* START SELECTED EXCERPT *

Which product combinations are bought?
When they are purchased? and in
What sequence?

Using the information extracted from this analysis new product dimensions (or product hierarchies) can be created to track these baskets and provide business users with the opportunity to create new types of reports:

What are my top 5 baskets?
What are my bottom 5 baskets?
Which baskets are the most profitable?
How are my top 5 baskets performing in my key target regions
How have my top 5 baskets been performing over the last 2 years
What is the revenue forecast for next year for my top 5 baskets

One of the many benefits of Oracle’s 10g database is packed with features and the trick to getting the maximum benefit from the investment in Enterprise Edition is to make these features work together.

In this case we can use an association rules algorithm, part of Oracle Data Mining, to create an alternative product hierarchy that can be used to provide additional insight into business operations.

The association rules (AR) algorithm predicts the probability of co-occurrence among sets of attribute values. The most well-know use case for AR is market basket analysis, which predicts items occurring together in a market checkout session. This type of hierarchy can be used to help identify cross sell opportunities and product bundle strategies as well as product placement within online and the more traditional bricks and mortar stores.

Creating a Market Basket Analysis

Creating the association rules model
The sources for this example are the tables within the BI10g common schema. The SALES table contains point of sale data, which can be used as the main input to the market basket algorithm. To get started, you will need to have installed the Oracle Data Mining (ODM) Option (the default) during installation of the Oracle Database 10g. This ODM algorithm requires that the data be in this “transactional” format, with one item being represented in each row. This is an efficient representation, as any shopping basket will typically include several items from a possible hundreds or thousands of store items. The alternative, storing the data in a “single record per market basket”, would cause there to be hundreds to thousands of possible store items (attributes) with most of them being blank or null

Launch Oracle Data Miner client (for download details see the links at the end of this posting). Select Build from the Activity pull-down menu to launch the activity, and select Association Rules from the Function Type pull-down menu. Click Next.

The transactions (market baskets) are contained in the SALES table; select PROD_ID as the identifier for the items purchased. However, the products are identified only by an item code; the names of the products are in the PRODUCTS table, so click the checkbox indicating that there is a Name Lookup table, and select the table, the item identifier (PROD_ID), and the column containing the item description (PROD_NAME). This will then create meaningful product descriptions in the results table that can then used to populate the description for the dimension.

Click Next to continue.

Two columns are required to identify a single market basket. Click the checkboxes for CUST_ID and TIME_ID, then click Next.

The final step is to enter a name for the activity and click Next. On the final page of the wizard, click Advanced Settings to see the parameters available for Association Rules. In this case the default settings can be used. However, there are a lot of parameters that can used to tune the model. For more information regarding these parameters please refer to the documentation for Oracle Data Mining 10g Release 2. This can be downloaded from OTN.

Click OK to return to the last page of the wizard and click Finish to run the activity. When the activity completes, click Result in the Build step to access the rules defined by the model.

* END SELECTED EXCERPT *
* START SUPPLIED INFORMATION *

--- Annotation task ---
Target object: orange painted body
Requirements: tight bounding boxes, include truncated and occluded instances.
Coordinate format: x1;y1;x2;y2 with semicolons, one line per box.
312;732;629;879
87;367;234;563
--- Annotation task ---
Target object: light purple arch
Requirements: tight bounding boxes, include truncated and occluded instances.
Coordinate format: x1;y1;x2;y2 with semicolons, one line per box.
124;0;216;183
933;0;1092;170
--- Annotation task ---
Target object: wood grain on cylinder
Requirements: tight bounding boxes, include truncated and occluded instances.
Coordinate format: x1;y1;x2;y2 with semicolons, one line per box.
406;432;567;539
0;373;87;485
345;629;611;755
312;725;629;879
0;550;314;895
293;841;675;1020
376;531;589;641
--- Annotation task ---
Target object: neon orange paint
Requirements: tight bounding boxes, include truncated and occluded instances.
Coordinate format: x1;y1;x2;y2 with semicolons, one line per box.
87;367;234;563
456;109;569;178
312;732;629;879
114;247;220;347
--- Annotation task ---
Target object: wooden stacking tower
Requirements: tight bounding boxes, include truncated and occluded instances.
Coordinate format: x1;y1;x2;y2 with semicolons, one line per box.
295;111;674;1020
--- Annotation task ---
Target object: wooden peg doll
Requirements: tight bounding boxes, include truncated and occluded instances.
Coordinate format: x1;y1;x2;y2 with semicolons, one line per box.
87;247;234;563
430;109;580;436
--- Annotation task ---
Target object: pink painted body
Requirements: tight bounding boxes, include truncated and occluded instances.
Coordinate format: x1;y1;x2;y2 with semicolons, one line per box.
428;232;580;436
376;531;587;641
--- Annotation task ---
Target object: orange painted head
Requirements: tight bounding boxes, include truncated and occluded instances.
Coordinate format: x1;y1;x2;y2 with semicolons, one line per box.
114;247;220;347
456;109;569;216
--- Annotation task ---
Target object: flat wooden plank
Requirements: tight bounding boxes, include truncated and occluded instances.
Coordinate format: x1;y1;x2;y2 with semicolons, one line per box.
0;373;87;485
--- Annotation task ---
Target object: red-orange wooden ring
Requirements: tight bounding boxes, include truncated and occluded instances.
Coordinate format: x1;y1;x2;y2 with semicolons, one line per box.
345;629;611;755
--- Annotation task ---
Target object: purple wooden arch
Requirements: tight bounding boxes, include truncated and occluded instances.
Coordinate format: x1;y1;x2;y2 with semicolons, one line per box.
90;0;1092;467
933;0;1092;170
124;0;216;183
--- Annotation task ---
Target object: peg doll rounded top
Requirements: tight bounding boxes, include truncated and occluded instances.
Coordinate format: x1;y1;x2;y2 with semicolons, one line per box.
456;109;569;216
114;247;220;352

* END SUPPLIED INFORMATION *
* START SUPPLIED INFORMATION *

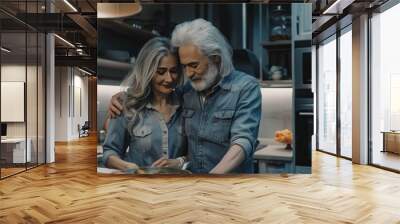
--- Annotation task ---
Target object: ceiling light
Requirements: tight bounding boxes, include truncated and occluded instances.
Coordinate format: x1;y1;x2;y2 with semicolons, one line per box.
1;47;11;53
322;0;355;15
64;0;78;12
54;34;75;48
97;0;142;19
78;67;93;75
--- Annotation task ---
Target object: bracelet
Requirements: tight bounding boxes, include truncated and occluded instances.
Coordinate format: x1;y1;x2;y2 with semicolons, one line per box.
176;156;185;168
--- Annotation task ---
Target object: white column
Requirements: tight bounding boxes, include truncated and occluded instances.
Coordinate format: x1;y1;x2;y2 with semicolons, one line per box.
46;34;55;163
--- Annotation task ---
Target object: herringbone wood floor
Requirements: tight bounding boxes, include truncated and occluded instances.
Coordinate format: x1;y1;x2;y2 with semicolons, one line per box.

* END SUPPLIED INFORMATION *

OBJECTIVES:
1: Answer these questions from the market basket analysis excerpt:
(a) Which table contains the point of sale data used as the main input?
(b) Which two columns identify a single market basket?
(c) Which table holds the names of the products?
2: Set down the passage of the market basket analysis excerpt from "Using the information" up to and including "bottom 5 baskets?", word for word.
The entries have no connection to the market basket analysis excerpt.

SOLVED TASKS:
1:
(a) The SALES table.
(b) CUST_ID and TIME_ID.
(c) The PRODUCTS table.

2:
Using the information extracted from this analysis new product dimensions (or product hierarchies) can be created to track these baskets and provide business users with the opportunity to create new types of reports:

What are my top 5 baskets?
What are my bottom 5 baskets?